╔══
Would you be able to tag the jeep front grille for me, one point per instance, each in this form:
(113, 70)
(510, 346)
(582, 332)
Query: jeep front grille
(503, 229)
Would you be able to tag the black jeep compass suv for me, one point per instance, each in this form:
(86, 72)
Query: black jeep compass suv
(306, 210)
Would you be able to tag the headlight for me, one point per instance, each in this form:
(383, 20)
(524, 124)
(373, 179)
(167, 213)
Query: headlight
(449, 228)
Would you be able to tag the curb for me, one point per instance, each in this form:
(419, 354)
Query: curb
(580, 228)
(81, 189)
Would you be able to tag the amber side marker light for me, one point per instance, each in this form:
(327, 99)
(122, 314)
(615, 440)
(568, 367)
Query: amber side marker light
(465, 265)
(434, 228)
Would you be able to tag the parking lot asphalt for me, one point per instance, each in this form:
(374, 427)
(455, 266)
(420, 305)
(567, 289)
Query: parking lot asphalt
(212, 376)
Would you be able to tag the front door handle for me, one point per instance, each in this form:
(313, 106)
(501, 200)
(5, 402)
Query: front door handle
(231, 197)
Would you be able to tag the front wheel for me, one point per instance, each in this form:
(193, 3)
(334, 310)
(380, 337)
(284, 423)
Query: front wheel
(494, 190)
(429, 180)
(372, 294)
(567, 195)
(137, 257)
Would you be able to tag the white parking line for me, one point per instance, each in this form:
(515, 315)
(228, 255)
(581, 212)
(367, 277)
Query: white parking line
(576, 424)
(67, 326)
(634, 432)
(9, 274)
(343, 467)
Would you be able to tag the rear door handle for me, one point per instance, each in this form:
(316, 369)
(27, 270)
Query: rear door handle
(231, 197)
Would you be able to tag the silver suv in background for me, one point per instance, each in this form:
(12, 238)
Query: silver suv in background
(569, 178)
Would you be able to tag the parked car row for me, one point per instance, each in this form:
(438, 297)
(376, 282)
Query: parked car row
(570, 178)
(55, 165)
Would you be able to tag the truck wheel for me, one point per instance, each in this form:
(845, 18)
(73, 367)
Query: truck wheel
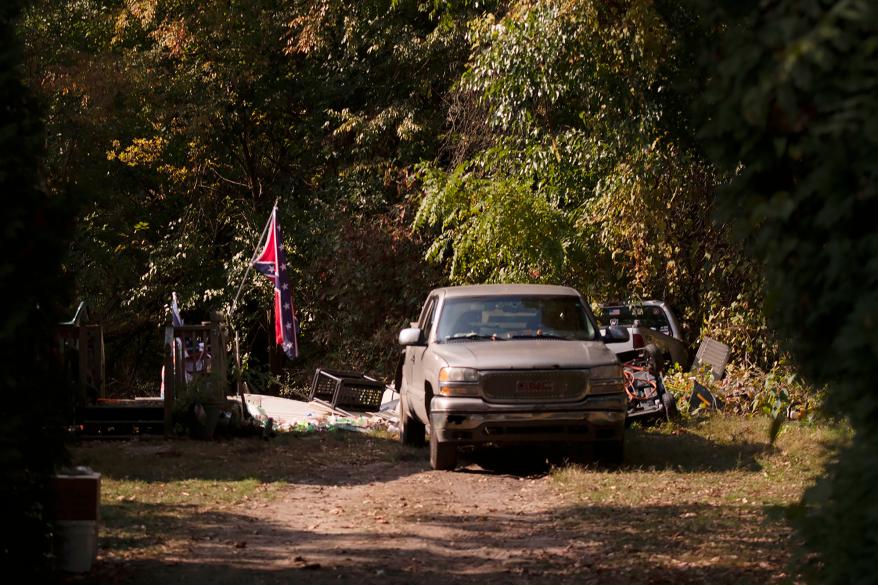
╚══
- [Exercise details]:
All of the material above should be copied exactly, minus the pictures.

- [Response]:
Would you be able to tag the jeep front grille for me, one point per instance, each in this form:
(113, 70)
(510, 346)
(582, 332)
Query: jeep front grille
(503, 229)
Would you be able to tag the black jeep compass suv for me, one point per instance, each in this form:
(86, 72)
Query: black jeep compass suv
(306, 210)
Would you be able to tag the headlight for me, one point per instance, each in this form:
(383, 20)
(524, 124)
(373, 179)
(167, 213)
Query: headlight
(449, 228)
Would you be able to tag the curb for me, one point per instance, each in this form:
(419, 354)
Query: curb
(580, 228)
(81, 189)
Would you be able to tag the amber side marker light for me, one point per instance, each in this form:
(327, 99)
(122, 314)
(615, 440)
(568, 367)
Query: amber side marker light
(465, 265)
(434, 228)
Would you be able to tag the parking lot asphalt for me, one point per instance, each in this form:
(374, 427)
(455, 266)
(420, 305)
(567, 289)
Query: parking lot asphalt
(212, 376)
Would you be able to tag the front door handle for me, one point per instance, each in this form:
(313, 106)
(501, 200)
(5, 402)
Query: front door handle
(231, 197)
Would you be able to tag the front wheel for me, one point per instance, each in this form:
(193, 3)
(334, 310)
(380, 337)
(284, 423)
Query: front wheel
(494, 190)
(429, 180)
(372, 294)
(567, 195)
(137, 257)
Would you be able to tag the white parking line for me, one point per instance, each in this form:
(515, 315)
(228, 255)
(581, 212)
(367, 277)
Query: white parking line
(576, 424)
(67, 326)
(634, 432)
(9, 274)
(343, 467)
Would you be able to tag the rear door handle for me, one point per instance, each in this form:
(316, 369)
(27, 270)
Query: rear door handle
(231, 197)
Would you be able to tag the silver suv in background for me, one point per instance, each in this form:
(12, 238)
Query: silver suv in background
(569, 178)
Would you be able to tag the parked car row for me, one point per instance, each in this form:
(438, 297)
(376, 282)
Query: parked car row
(570, 178)
(55, 165)
Would you be able to tag the truck wheel for me, one point per instance, each in this form:
(845, 18)
(73, 367)
Query: truck wheel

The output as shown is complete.